Point localization data:

^^^^

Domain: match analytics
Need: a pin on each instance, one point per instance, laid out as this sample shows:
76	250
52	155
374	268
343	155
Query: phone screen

^^^^

Only an exact copy of all the data will do as the answer.

- _Task output_:
Domain: match analytics
Need: a pin on each instance, one point per instance, laid out as this sample shows:
76	250
52	155
374	268
343	155
Query: phone screen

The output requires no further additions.